● **Recorded information**
——————————

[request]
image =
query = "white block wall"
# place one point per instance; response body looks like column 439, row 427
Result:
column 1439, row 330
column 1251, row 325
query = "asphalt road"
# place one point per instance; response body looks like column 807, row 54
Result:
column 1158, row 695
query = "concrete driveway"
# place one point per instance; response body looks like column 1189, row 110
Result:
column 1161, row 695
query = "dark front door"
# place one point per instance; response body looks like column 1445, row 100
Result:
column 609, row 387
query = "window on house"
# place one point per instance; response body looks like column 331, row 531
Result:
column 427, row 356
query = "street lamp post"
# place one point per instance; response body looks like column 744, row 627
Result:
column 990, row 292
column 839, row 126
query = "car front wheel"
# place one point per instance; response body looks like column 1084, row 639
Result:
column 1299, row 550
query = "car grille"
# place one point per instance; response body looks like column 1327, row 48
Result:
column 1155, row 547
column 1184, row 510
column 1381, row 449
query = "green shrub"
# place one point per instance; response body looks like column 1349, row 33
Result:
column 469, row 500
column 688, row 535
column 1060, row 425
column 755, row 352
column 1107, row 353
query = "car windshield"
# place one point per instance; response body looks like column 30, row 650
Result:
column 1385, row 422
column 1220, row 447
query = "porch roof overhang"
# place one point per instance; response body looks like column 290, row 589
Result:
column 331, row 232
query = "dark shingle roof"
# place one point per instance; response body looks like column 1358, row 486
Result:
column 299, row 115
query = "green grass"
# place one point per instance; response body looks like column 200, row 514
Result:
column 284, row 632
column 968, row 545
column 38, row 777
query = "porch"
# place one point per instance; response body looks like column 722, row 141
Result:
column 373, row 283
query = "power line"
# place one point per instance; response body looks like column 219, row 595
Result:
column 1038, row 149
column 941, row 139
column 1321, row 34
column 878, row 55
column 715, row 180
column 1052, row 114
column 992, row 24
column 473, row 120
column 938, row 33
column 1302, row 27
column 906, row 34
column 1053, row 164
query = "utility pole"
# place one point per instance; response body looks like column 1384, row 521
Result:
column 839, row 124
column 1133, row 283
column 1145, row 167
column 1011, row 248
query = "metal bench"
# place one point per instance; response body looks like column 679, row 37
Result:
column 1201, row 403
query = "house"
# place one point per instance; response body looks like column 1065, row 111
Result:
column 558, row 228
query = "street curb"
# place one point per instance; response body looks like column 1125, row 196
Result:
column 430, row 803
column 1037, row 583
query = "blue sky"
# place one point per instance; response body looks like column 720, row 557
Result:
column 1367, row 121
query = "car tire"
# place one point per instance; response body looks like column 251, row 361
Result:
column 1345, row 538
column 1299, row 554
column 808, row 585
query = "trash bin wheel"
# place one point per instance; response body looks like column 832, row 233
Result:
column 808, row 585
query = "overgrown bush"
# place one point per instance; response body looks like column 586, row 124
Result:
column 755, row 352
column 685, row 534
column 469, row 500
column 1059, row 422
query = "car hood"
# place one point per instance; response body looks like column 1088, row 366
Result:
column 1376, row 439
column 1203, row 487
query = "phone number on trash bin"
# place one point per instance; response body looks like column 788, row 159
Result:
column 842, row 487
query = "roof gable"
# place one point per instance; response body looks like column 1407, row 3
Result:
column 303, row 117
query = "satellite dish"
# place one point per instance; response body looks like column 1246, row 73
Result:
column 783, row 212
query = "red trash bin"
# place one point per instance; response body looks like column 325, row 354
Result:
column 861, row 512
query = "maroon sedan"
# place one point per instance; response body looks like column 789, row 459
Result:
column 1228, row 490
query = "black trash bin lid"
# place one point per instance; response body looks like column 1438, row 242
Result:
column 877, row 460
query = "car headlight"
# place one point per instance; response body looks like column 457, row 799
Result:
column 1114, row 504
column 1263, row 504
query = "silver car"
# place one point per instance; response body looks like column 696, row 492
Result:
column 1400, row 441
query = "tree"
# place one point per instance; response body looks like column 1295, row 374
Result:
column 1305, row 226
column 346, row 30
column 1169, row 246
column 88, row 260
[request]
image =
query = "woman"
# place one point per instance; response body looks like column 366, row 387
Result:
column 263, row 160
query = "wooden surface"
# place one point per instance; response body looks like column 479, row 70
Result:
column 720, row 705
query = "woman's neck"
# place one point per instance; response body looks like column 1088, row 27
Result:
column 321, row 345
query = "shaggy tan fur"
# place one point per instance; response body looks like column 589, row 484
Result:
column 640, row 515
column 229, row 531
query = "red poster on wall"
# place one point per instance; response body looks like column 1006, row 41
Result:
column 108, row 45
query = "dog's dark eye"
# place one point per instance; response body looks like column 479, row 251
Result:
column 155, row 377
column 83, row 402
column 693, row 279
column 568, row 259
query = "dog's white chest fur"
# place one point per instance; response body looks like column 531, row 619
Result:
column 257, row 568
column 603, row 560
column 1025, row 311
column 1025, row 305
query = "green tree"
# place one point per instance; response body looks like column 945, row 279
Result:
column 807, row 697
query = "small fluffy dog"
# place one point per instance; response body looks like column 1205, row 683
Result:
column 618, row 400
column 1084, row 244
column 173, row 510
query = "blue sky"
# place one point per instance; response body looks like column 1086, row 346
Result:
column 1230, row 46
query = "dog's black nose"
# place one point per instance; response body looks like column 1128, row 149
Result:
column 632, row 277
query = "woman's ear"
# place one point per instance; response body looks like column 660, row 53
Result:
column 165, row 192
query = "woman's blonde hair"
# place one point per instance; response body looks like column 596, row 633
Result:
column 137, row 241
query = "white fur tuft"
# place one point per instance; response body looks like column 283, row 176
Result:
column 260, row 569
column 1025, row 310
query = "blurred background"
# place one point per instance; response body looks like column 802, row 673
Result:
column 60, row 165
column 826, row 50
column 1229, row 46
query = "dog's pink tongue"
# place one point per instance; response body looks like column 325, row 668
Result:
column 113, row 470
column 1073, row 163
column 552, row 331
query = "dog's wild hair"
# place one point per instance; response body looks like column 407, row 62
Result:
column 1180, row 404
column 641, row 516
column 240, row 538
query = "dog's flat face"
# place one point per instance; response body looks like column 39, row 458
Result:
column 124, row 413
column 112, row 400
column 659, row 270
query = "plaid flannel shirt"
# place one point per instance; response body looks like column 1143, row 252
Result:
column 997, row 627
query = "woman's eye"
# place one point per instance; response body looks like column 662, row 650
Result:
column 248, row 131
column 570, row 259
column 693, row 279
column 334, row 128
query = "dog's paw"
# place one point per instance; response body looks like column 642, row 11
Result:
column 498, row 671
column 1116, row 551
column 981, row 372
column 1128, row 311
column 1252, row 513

——————————

Retype the stretch of the items above from their first line through the line containing "column 373, row 283", matching each line precisely.

[request]
image =
query = "white block wall"
# place one point per instance; response body looks like column 439, row 427
Result:
column 1439, row 330
column 1251, row 325
query = "asphalt road"
# place one point per instance; response body looks like column 807, row 54
Result:
column 1158, row 695
query = "concrete driveway"
# place one point per instance; response body looks like column 1189, row 110
Result:
column 1161, row 695
query = "dark front door"
# place one point per instance; response body looks like column 1445, row 100
Result:
column 609, row 387
query = "window on house"
# place one point per instance; response body looks like column 331, row 531
Result:
column 427, row 356
query = "street lamp post"
# place one point per instance; response body looks like column 744, row 627
Result:
column 990, row 292
column 839, row 126
query = "car front wheel"
# place one point per instance; response body looks like column 1084, row 639
Result:
column 1299, row 550
query = "car grille"
# place one point per instance; response body looks like column 1327, row 48
Result:
column 1155, row 547
column 1184, row 510
column 1381, row 449
query = "green shrub"
# place one point per instance; response body looks like column 1349, row 33
Result:
column 469, row 500
column 688, row 535
column 1060, row 425
column 755, row 352
column 1107, row 353
query = "car windshield"
# place one point per instance; response body looks like column 30, row 650
Result:
column 1385, row 422
column 1220, row 447
query = "porch roof overhang"
# place one point per instance; response body looks like column 290, row 589
Result:
column 331, row 232
query = "dark shingle roof"
# place one point per instance; response body looks like column 1358, row 486
Result:
column 299, row 115
query = "green grass"
# place one point per instance; response body looks like column 200, row 514
Result:
column 284, row 632
column 968, row 545
column 38, row 777
query = "porch"
# place one point per instance; response body looks like column 722, row 141
Result:
column 373, row 283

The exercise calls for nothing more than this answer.